## Text:
───

Detective Work Authenticates Novel by Harlem Renaissance Writer Claude McKay

Oct. 19, 2012Bookmark and Share
1941 portrait of Claude McKay taken by Carl Van Vechten from the archives of the Yale Collection of American Literature, Beinecke Rare Book and Manuscript Library
1941 portrait of Claude McKay taken by Carl Van Vechten from the archives of the Yale Collection of American Literature, Beinecke Rare Book and Manuscript Library

As an intern in Columbia’s Rare Book & Manuscript Library (RBML), Jean-Christophe Cloutier was used to the silence. But he could barely contain himself the day he stumbled on what appeared to be a previously unknown manuscript by Harlem Renaissance writer Claude McKay in the archives of another writer.

“There was a kind of inner tremor of excitement but also of disbelief,” said Cloutier, a Ph.D. candidate in English literature. “The archive is such a quiet place it simply feels inappropriate to cry out or get agitated in any way. So it was a silent moment on the outside, but deafening with possibilities on the inside.”

───

## Entries shown:
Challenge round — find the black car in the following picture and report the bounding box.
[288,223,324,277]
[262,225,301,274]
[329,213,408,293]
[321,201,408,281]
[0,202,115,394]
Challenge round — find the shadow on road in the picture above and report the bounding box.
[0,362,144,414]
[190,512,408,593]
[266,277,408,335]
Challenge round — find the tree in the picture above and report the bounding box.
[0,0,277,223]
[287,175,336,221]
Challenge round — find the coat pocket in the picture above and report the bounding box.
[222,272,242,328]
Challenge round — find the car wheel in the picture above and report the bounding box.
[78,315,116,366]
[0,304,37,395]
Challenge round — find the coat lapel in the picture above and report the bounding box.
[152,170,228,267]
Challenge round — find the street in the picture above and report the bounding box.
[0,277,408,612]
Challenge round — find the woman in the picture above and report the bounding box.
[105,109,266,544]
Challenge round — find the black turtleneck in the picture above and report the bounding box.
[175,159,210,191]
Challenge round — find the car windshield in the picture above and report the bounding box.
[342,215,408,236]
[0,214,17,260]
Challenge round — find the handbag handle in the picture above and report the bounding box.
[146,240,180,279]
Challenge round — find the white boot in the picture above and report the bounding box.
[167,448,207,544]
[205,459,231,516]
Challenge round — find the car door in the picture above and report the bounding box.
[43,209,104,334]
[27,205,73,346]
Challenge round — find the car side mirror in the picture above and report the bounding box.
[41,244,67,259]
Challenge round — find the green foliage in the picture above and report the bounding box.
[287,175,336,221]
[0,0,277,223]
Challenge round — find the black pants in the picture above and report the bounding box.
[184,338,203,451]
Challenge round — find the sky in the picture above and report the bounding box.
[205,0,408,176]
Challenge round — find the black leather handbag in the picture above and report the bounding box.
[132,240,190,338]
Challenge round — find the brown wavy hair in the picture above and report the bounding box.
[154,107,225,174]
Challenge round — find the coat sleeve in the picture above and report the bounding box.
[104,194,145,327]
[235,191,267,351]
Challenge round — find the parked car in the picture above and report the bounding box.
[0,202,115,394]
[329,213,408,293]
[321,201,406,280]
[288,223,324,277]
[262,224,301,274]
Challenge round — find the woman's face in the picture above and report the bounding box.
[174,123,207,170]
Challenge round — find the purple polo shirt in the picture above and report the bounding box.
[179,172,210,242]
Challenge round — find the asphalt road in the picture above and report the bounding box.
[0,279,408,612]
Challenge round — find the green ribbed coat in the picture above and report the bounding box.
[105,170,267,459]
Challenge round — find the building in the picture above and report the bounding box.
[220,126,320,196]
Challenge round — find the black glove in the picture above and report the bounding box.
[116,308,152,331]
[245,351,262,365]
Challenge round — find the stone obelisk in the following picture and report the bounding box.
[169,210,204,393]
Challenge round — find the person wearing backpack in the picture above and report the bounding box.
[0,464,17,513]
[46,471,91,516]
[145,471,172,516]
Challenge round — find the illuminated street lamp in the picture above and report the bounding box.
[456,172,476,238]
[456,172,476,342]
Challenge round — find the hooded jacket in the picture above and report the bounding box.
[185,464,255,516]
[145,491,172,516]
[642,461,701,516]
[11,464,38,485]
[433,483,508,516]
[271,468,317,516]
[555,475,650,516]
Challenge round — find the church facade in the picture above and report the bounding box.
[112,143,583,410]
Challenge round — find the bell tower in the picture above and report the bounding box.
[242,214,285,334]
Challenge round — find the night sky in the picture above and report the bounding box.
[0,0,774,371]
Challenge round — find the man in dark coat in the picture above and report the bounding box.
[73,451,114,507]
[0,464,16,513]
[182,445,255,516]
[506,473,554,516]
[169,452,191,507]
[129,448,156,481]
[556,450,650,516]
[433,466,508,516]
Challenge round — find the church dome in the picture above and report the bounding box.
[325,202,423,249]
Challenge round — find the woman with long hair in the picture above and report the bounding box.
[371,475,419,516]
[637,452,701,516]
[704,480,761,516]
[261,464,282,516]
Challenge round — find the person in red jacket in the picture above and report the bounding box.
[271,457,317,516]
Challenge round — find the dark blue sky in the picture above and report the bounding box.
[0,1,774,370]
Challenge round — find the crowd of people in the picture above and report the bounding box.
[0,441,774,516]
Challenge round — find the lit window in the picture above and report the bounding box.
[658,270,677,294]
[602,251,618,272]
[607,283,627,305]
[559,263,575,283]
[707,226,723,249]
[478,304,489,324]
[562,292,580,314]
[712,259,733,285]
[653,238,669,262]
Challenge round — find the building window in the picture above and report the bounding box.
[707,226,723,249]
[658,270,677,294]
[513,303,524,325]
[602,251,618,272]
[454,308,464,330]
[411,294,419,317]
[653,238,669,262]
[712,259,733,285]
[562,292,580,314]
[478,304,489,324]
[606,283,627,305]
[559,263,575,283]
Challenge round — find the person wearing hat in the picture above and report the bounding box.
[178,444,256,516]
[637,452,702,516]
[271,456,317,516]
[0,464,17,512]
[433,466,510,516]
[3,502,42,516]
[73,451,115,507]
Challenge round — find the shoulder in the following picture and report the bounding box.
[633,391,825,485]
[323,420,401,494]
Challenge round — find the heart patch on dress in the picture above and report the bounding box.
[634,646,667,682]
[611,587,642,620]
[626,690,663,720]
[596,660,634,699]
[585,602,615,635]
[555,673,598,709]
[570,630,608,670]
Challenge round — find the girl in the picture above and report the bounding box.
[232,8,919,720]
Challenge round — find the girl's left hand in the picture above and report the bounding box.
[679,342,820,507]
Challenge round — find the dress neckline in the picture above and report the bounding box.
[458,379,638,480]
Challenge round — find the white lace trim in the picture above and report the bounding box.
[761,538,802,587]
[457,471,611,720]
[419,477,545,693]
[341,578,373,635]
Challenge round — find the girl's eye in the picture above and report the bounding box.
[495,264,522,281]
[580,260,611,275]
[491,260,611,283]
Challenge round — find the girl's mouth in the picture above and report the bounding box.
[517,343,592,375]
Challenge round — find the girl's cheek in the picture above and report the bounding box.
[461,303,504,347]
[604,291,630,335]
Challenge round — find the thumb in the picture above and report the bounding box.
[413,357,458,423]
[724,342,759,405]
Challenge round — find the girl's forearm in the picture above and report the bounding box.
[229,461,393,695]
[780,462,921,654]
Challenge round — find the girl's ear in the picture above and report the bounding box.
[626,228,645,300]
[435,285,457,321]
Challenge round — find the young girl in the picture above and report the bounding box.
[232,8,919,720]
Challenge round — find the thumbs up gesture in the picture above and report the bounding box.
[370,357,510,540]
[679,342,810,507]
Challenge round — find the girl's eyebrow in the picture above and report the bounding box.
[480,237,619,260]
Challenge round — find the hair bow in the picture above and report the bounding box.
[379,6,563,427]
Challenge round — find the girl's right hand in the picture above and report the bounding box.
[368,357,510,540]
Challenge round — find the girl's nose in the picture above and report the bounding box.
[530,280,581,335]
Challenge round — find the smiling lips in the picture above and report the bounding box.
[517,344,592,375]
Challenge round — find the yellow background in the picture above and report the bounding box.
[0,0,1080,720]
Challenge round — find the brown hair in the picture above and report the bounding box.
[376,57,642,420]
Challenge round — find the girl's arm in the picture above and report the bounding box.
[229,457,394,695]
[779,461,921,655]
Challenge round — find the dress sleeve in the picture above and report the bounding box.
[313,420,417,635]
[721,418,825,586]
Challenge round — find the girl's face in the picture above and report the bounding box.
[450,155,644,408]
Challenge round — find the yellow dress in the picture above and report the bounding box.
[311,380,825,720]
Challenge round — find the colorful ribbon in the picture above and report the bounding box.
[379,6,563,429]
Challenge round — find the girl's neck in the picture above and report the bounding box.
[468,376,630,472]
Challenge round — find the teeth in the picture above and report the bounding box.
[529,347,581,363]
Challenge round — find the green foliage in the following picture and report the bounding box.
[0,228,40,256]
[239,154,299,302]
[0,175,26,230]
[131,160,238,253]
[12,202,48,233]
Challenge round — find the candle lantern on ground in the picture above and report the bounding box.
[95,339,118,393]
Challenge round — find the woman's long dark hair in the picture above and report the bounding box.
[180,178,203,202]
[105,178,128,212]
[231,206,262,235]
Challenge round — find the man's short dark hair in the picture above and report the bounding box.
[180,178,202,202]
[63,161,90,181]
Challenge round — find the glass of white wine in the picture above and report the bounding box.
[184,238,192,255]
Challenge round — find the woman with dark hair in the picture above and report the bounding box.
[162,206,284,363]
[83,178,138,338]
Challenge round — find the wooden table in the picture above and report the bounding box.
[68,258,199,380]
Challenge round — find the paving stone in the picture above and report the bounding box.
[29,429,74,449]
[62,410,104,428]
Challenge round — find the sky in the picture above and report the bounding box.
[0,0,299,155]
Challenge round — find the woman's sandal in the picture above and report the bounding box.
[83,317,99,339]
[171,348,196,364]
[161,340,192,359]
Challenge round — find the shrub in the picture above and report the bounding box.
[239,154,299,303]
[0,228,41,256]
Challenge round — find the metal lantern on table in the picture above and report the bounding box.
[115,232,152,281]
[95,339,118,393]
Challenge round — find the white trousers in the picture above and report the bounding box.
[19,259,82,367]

───

## Tasks for this exercise:
1. Output the passage of the McKay manuscript article between "Oct. 19, 2012Bookmark" and "of another writer.", inclusive.
2. Pick up the McKay manuscript article after its last sentence and keep writing it.

## Answers to each task:
1.
Oct. 19, 2012Bookmark and Share
1941 portrait of Claude McKay taken by Carl Van Vechten from the archives of the Yale Collection of American Literature, Beinecke Rare Book and Manuscript Library
1941 portrait of Claude McKay taken by Carl Van Vechten from the archives of the Yale Collection of American Literature, Beinecke Rare Book and Manuscript Library

As an intern in Columbia’s Rare Book & Manuscript Library (RBML), Jean-Christophe Cloutier was used to the silence. But he could barely contain himself the day he stumbled on what appeared to be a previously unknown manuscript by Harlem Renaissance writer Claude McKay in the archives of another writer.

2.
Cloutier was cataloging the archives of publisher and writer Samuel Roth, who is perhaps best known for publishing unauthorized editions of James Joyce’s Ulysses and D.H. Lawrence’s Lady Chatterley’s Lover in America (and spending a year in prison on charges of distributing pornography). He was the appellant in Roth v. United States, a 1957 U.S. Supreme Court case that strengthened constitutional protection of obscene material.

The manuscript, which bears McKay’s name and is titled Amiable with Big Teeth: A Novel of the Love Affair Between the Communists and the Poor Black Sheep of Harlem, was in a cheap black binder with a publisher’s note in Roth’s hand. Elsewhere in the archive Cloutier found papers related to a ghostwriting project that Roth wanted McKay to handle. Cloutier got in touch with English Professor Brent Edwards, whose 2003 book The Practice of Diaspora contains a chapter on McKay. The ghostwritten book, if it ever existed, has never surfaced, but correspondence between McKay and Roth suggested to Edwards that Cloutier was on to something big.

Jean-Christophe Cloutier was an intern in Columbia’s Rare Book & Manuscript Library. (Image credit: Lynn Saville)
Jean-Christophe Cloutier was an intern in Columbia’s Rare Book & Manuscript Library.
Image credit: Lynn Saville

Both men read the manuscript in search of more clues. It quickly became clear that the subject matter matched McKay’s interests. The novel focuses on political activism in Harlem during the 1935-1936 Italian invasion of Ethiopia, a hot topic among African Americans for whom Ethiopia and its leader Emperor Haile Selassie were a source of black nationalist pride. The Jamaican-born McKay, whose 1928 novel Home to Harlem was the first bestseller by a black writer in the United States, often used the clash of cultures as a theme in his work.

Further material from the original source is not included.